# DOCUMENT
------
Village of Park Ridge v. Robinson

198 Ill. 571 | Ill. | 1902

Mr. Justice Carter

delivered the opinion of the court:

There was no dispute as to the amount the plaintiff was entitled to recover, if he was entitled to recover at all, and the question is presented here' as one of law whether the trial court erred in refusing to hold as law in the decision of the case, the first proposition submitted by the plaintiff and in holding the first proposition submitted by the defendant. These propositions served the same purpose as instructions of similar purport to the jury would have served in directing a verdict had the cause been tried by a jury. The Appellate Court made no finding of facts and evidently found the facts the same way as the superior court found them, but was of a different opinion as to the legal effect of such facts, and therefore reversed the judgment and rendered judgment for the plaintiff, which was the proper action to take if the judgment of the superior court was erroneous.
------
# Extracted data entries
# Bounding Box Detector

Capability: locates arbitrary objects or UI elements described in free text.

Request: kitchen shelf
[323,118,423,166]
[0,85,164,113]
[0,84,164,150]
------
# EXERCISE REQUIREMENTS
From the court opinion, extract the passage starting at "There was no" and ending at "court was erroneous.". The listing was taken from a separate source.

# SOLUTION
There was no dispute as to the amount the plaintiff was entitled to recover, if he was entitled to recover at all, and the question is presented here' as one of law whether the trial court erred in refusing to hold as law in the decision of the case, the first proposition submitted by the plaintiff and in holding the first proposition submitted by the defendant. These propositions served the same purpose as instructions of similar purport to the jury would have served in directing a verdict had the cause been tried by a jury. The Appellate Court made no finding of facts and evidently found the facts the same way as the superior court found them, but was of a different opinion as to the legal effect of such facts, and therefore reversed the judgment and rendered judgment for the plaintiff, which was the proper action to take if the judgment of the superior court was erroneous.